§ **What to do**
Could you rewrite the items starting with the line that contains "Annotate the dirt" and going on through the end of the items, swapping "Query" for "Target" and keeping everything else unchanged?

§ **Dataset excerpts**
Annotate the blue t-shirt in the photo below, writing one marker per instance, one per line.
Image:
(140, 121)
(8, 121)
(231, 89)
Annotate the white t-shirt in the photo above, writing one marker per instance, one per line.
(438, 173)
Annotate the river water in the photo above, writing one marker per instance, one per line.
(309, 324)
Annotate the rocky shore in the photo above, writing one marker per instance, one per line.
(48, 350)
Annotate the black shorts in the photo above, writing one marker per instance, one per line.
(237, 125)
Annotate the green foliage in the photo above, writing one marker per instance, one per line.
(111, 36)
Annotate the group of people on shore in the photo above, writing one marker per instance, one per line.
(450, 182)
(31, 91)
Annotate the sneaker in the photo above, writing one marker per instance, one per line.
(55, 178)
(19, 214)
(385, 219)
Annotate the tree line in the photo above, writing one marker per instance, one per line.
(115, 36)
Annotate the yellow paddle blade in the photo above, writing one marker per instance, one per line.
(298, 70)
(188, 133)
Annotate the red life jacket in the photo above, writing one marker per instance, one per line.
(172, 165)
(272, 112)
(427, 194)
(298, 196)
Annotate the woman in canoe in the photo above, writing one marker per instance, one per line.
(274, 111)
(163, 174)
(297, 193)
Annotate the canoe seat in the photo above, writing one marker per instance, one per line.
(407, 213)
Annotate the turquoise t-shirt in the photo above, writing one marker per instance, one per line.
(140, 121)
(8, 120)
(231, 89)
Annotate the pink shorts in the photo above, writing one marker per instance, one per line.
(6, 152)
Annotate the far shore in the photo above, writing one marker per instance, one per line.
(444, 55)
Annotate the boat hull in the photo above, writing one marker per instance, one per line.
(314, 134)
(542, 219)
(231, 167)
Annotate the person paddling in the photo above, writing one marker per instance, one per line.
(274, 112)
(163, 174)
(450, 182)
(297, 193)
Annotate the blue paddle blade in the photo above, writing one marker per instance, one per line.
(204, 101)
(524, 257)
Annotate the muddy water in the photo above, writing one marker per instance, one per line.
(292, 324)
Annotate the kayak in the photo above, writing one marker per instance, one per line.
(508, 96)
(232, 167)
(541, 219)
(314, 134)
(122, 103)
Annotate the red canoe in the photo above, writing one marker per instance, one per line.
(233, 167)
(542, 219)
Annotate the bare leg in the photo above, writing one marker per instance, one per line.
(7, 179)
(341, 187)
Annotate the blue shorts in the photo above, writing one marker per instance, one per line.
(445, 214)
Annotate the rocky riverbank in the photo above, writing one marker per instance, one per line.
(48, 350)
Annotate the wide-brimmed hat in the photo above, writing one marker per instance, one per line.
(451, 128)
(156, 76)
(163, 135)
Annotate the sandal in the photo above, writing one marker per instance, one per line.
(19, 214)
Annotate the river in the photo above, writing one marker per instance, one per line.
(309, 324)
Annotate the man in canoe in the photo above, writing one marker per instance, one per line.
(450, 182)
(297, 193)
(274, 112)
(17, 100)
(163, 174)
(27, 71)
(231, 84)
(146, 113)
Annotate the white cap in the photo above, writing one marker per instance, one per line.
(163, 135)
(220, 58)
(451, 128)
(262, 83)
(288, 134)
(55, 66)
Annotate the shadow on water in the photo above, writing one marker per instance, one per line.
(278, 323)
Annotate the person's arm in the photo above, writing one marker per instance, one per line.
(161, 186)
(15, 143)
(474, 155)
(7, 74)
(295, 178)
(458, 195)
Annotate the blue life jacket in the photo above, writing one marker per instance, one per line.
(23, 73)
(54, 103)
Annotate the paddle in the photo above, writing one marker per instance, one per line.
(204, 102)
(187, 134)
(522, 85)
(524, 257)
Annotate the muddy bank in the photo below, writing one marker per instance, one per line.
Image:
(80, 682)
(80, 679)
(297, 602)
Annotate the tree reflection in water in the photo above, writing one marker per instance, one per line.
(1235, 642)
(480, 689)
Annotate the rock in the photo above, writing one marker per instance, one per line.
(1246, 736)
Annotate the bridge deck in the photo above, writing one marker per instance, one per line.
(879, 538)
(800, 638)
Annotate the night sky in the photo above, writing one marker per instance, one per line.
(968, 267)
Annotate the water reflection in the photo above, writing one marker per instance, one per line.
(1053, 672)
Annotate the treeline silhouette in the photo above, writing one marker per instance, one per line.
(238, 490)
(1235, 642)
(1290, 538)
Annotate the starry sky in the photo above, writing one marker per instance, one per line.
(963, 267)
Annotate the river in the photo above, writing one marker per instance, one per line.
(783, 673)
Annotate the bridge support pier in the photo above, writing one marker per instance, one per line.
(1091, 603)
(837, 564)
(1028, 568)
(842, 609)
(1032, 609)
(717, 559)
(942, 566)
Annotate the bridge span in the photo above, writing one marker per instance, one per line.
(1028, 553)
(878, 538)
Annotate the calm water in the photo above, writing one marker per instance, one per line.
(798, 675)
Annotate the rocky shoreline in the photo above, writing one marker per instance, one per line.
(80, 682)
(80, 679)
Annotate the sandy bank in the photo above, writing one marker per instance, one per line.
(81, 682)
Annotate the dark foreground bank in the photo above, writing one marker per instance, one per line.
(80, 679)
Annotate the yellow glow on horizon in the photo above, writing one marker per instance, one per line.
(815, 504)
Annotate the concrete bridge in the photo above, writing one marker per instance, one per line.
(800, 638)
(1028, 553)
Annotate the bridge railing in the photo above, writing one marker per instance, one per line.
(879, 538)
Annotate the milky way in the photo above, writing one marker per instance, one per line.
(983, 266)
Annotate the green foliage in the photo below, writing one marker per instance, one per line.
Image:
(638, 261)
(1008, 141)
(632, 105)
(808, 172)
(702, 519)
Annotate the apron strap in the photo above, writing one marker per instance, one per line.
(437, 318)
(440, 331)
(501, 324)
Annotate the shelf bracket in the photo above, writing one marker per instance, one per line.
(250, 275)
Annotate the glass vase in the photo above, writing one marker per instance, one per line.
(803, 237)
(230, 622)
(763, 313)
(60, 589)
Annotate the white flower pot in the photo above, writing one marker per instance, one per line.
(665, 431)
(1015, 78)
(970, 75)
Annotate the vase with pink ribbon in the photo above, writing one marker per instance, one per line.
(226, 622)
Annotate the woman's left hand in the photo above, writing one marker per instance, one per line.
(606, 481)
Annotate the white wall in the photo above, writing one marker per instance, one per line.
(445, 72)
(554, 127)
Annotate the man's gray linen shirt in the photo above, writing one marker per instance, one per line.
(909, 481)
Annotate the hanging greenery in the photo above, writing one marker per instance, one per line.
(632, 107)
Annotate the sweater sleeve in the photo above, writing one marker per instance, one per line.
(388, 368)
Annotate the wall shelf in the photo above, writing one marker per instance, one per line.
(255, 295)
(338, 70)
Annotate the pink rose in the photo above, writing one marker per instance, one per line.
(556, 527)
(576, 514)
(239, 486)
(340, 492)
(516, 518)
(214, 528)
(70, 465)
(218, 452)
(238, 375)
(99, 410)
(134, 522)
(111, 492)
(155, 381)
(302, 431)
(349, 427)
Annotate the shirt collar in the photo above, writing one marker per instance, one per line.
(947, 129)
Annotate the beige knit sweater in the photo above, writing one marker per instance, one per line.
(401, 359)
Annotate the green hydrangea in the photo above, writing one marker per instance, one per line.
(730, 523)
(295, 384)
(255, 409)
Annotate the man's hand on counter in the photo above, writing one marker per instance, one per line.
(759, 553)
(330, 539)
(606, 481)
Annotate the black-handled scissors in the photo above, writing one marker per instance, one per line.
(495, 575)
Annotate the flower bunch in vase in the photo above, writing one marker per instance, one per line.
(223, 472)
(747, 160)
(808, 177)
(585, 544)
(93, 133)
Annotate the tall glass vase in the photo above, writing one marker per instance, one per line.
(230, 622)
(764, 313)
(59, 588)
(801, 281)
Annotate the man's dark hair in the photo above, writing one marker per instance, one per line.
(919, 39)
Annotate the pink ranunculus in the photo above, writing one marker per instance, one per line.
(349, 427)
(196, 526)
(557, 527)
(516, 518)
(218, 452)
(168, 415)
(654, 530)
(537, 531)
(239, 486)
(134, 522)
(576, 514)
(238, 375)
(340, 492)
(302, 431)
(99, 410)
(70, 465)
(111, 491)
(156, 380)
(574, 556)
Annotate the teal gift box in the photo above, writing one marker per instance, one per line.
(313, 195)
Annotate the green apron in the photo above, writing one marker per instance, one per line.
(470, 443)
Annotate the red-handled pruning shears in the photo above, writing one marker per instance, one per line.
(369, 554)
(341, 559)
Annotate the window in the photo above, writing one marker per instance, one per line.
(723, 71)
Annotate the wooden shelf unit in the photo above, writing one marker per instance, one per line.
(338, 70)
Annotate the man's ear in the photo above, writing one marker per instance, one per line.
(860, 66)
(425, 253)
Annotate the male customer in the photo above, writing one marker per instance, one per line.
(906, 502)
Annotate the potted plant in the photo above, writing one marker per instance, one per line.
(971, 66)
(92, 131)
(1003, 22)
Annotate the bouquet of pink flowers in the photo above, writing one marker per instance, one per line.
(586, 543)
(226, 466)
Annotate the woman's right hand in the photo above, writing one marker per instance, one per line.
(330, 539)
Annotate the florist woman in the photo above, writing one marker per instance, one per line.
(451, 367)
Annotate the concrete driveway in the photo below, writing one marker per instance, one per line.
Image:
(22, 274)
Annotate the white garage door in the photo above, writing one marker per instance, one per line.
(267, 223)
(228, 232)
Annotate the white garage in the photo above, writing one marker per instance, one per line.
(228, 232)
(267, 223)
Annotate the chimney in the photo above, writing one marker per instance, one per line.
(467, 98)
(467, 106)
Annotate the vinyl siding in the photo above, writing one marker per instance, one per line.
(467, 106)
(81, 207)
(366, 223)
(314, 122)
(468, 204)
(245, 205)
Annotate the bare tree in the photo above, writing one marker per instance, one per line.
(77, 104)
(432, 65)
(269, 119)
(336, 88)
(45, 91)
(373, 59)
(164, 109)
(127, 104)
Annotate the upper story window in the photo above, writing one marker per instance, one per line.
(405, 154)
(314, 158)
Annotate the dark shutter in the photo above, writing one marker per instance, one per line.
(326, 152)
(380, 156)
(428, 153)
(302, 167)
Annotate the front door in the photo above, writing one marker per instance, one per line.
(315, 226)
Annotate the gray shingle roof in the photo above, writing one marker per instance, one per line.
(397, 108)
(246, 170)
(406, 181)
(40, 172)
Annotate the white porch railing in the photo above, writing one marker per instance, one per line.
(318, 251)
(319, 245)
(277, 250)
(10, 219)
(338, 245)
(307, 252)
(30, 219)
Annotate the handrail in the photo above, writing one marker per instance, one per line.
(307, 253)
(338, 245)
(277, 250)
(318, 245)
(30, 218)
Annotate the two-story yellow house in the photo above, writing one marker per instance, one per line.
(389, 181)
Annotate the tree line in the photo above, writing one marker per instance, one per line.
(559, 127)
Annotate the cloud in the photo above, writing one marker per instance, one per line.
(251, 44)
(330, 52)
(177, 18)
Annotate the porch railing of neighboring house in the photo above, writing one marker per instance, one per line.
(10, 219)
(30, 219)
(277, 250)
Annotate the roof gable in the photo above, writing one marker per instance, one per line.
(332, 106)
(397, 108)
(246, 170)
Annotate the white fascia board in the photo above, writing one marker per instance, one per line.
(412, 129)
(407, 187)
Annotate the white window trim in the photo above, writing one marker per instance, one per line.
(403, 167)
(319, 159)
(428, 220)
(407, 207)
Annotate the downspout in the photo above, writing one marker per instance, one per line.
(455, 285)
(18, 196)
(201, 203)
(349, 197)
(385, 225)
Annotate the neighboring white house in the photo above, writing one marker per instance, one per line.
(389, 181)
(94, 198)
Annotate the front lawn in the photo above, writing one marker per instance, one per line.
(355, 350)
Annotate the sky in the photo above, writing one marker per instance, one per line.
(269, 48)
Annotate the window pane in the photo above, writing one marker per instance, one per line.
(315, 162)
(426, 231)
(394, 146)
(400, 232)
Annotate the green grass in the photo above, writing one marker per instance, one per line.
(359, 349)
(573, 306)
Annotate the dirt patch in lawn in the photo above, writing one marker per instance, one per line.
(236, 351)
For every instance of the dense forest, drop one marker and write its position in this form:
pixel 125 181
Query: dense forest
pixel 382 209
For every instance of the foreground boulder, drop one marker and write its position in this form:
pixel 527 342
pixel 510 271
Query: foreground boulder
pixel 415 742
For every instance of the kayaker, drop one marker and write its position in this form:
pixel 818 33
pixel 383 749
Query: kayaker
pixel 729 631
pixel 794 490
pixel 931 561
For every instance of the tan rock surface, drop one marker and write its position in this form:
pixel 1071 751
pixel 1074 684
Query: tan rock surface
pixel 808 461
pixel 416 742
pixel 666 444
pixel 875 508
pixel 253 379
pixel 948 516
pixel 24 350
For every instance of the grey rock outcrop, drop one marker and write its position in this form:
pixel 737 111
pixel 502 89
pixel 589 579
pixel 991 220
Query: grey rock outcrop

§ **Reply**
Annotate the dirt patch in lawn in the photo above, writing one marker per instance, one per line.
(236, 351)
For every instance of the dense forest, drop one marker and write its position in this form:
pixel 125 181
Target: dense forest
pixel 382 209
For every instance of the foreground boulder, drop one marker and write its position in this form:
pixel 527 342
pixel 510 271
Target: foreground boulder
pixel 415 742
For every instance of the kayaker, drop one marker and write its position in this form:
pixel 818 33
pixel 383 749
Target: kayaker
pixel 729 631
pixel 794 490
pixel 931 561
For every instance of the tan rock surface, drop one marker and write its position in this form:
pixel 1071 751
pixel 1074 684
Target: tan rock surface
pixel 808 461
pixel 416 742
pixel 666 444
pixel 875 508
pixel 253 379
pixel 948 516
pixel 24 350
For every instance of the grey rock outcrop, drop one marker and write its position in this form:
pixel 737 111
pixel 502 89
pixel 589 579
pixel 991 220
Target: grey rock outcrop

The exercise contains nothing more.